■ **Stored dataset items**
Segment Open
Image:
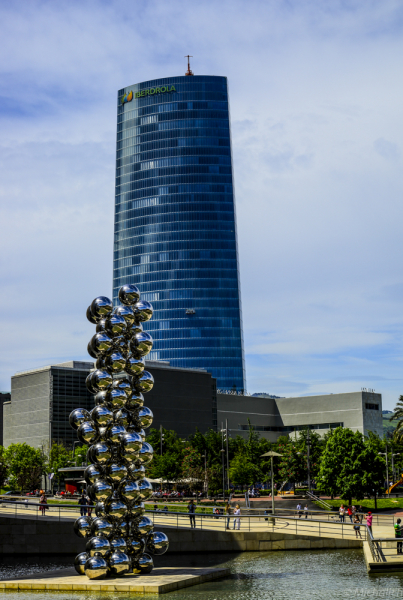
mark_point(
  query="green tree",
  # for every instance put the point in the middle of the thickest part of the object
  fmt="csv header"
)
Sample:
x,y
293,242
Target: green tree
x,y
26,466
59,458
398,415
3,467
243,471
350,466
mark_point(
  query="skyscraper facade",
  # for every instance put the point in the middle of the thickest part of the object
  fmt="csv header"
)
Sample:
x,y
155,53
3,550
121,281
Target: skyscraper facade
x,y
175,227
Segment Closed
■ **Activity**
For your answer, write out the data exactly and drop every picture.

■ **Solution to this problem**
Image:
mark_point(
  query="green tree",
  # for every instance put the point in the middle of the thickest part of the object
  fmt="csv header"
)
Sample:
x,y
293,242
Target: green tree
x,y
26,466
59,458
398,415
3,467
243,471
350,466
mark_point(
  query="skyscraper facade",
  # for every instance put the point in the middle of the thickest part of the object
  fmt="csv header"
)
Sample:
x,y
155,53
3,550
121,281
Target: skyscraper facade
x,y
175,227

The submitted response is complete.